Danielle Hine discovers the dark side of the squeaky-clean lads of pop. Seriously.
Honestly, I tried and failed to hate Westlife when I met them. I concentrated really hard on it, but, dammit, they made me laugh far too much. A lot of people might think they’re about as cool as a Leo Sayer comeback, but when you’re jumping around on a bed with four cheeky chappy Irishmen with knicker-melting accents who are, shall we say, aesthetically pleasing to say the least, I deft any woman to give a shit about whether they’re hip or not. But you can imagine my joy when we gave them a ‘rock’n’roll makeover’ – helped by super stylist and Kylie’s pal, William Baker – with smudged eyeliner, messy hair, and a telly to kick in. But they’re far too polite, un-starry and no-bullshit to give it too much attitude á la Babyshambles. And they don’t need to. They’ve sold 35 million albums – and counting. And like all good boybands, there’s one to suit everyone.
Nicky (27, married to Irish prime minister’s daughter Georgina) is a sweetie and the outgoing. Shane (27, married to Gillian and father to one-year-old Nicole) is the most mature and sensible, and Kian (26, going our with ex-Hollyoaks starlet Jodi Albert) is the cheekiest. Then there’s Mark, 26, who was slightly perturbed at how keen I was for him to become my new Gay Best Friend…
Boys – Franz Ferdinand said they make music for girls to dance to. What do Westlife want girls to do to their music?
Your new album is called The Love Album!
(they all laugh)
Nicky: “We should be called The Shagsters really”
Kian: “It should probably be called The Shag Album”
Nicky: “Yeah, we’re probably the best shags around!”
Any fave tunes for making lurve?
Nicky (to Shane): “What’s that song I always hear coming out of your room?”
Shane (perplexed): “What?”
Kian (dryly): “It’s Hit Me With Your Rhythm Stick, isn’t it?”
Nicky: “I thought it was Take My Breath Away!”
Shane: (resigned to the piss-taking) “Yeah, that’s it, man.”
The new album is all love song covers but have you ever waned to cover something cooler, like a Razorlight song?
Shane: “I haven’t got a clue who they are!”
Kian: “I don’t know any of the new rock bands because I’ve always listened to the old rock bands.”
Nicky: “I know they’re not a rock band but we did do a version of the Pussycat Doll’s Don’t Cha on tour. We turned it into ‘don’t you wish your boyfriend was hot like us’ with a sexy dance routine and lots of this…” (moves his crotch up and down)
== == ==
--- Exercise goal ---
According to the Westlife interview, how many albums has the band sold?
== == ==
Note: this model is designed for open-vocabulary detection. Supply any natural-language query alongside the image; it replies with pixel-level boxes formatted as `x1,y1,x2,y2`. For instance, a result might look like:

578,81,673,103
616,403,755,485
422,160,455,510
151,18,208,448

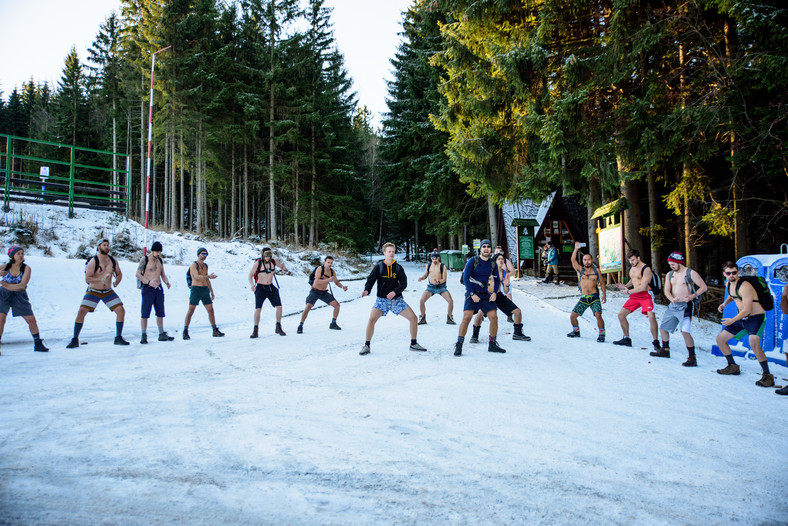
== == ==
--- Exercise solution ---
35 million albums, and counting.